══ DATA FOR THE TASK
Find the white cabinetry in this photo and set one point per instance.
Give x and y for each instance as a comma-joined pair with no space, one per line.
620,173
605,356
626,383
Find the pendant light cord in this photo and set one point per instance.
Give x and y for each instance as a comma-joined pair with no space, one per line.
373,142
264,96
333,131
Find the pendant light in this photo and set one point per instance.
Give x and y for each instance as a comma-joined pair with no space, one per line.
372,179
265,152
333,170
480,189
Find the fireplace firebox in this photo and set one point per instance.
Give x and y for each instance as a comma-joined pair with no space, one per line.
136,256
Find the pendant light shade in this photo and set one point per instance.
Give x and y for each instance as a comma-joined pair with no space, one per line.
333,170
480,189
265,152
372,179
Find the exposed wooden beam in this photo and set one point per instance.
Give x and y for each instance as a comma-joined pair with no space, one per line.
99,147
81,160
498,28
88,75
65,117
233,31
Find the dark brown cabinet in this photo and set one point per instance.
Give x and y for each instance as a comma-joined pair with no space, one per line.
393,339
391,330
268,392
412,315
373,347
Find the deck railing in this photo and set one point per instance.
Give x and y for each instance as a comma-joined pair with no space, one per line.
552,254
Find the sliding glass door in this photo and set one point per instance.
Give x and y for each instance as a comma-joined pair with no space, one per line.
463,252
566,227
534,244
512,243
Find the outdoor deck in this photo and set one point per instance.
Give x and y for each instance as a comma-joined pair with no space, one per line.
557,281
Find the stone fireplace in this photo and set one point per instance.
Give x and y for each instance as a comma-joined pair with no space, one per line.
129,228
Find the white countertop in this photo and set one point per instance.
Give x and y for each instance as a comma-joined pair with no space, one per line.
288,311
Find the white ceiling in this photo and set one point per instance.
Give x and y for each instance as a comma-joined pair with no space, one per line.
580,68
════
══ DATA FOR THE TASK
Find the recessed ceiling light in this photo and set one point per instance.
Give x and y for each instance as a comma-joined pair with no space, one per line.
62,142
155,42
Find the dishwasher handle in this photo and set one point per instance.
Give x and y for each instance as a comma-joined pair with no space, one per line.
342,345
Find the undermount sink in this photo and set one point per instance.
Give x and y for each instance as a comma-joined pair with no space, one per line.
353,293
════
[PROBLEM STATEMENT] Copy each line above holding "ceiling".

[OUTPUT]
Find the white ceiling in this photo and set one point per instance.
Find the recessed ceiling light in this photo and set one point per instance.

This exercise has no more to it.